▶ What this exercise asks
A) Using the profile of Kim, answer these:
(i) What title did Kim hold at Crispin Porter + Bogusky?
(ii) What two honors from Advertising Age and the AMA does the profile mention?
(iii) What industry is listed for Vanda?
B) List every client the profile of Kim names for his campaigns as an advertising executive.

Kim is a marketer with a blend of leadership experience in an advertising agency as well as client-side in the US and on a global stage.

As an advertising executive at TBWA Chiat Day, BBDO and Crispin Porter + Bogusky, he developed brand and business-building campaigns with clients like Absolut vodka, Apple, Patron tequila, Volkswagen, Nextel, Activision/Guitar Hero, and Cunard Lines, to name a few. He’s been involved with campaigns that have received every kind of award, from effectiveness (the Grand Effie) to creativity, including being inducted in the AMA's Marketing Hall of Fame. While he was Director of Content Management at Crispin Porter + Bogusky, the agency was the most creatively awarded agency in the world and named "Agency of the Decade" by Advertising Age.

As a CMO, Kim has led the marketing practice for a range of companies – Perry Ellis International (PERY; apparel/retail), One Main Financial (OMF; consumer lending), and Vanda (VNDA; pharmaceuticals). His functional responsibilities have included the full gamut - corporate communications, brand platform development, advertising, direct mail, experiential, sponsorships, social media, e-commerce, retail, public relations, consumer research and insights, analytics, sales management, internal communications, and marketing operations. 

He has the right/left-brain balance to lead an enterprise while also motivating people, collaborating effectively across functions, and never losing the passion or creative touch that brings strategy to life through brands that connect with people.

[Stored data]
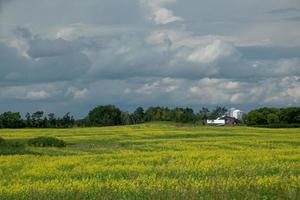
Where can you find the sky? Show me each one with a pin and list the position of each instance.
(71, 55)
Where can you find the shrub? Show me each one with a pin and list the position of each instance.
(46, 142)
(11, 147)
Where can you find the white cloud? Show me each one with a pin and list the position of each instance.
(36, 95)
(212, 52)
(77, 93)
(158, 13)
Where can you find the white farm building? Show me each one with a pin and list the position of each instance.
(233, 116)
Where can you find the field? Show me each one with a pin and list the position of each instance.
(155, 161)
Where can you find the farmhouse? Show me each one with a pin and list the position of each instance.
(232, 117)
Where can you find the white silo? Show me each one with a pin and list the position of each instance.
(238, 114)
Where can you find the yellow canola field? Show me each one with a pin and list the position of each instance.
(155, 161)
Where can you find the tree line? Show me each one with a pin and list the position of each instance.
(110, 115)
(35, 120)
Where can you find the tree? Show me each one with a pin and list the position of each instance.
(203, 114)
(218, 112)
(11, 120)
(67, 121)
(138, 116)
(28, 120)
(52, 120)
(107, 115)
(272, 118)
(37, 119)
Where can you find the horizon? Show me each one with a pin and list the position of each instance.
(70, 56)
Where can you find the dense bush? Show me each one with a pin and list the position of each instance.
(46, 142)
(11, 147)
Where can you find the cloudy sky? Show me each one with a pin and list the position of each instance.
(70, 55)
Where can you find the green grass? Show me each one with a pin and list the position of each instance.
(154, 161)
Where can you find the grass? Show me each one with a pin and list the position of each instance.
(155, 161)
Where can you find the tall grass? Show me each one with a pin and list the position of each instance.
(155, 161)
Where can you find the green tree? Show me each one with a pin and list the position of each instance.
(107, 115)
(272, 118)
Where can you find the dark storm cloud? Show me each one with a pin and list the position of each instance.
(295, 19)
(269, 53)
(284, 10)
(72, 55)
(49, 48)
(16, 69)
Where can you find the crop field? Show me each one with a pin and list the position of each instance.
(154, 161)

▶ Replies
A)
(i) Director of Content Management
(ii) Crispin Porter + Bogusky was named "Agency of the Decade" by Advertising Age, and Kim's campaign work was inducted into the AMA's Marketing Hall of Fame.
(iii) Pharmaceuticals

B) Absolut vodka, Apple, Patron tequila, Volkswagen, Nextel, Activision/Guitar Hero, Cunard Lines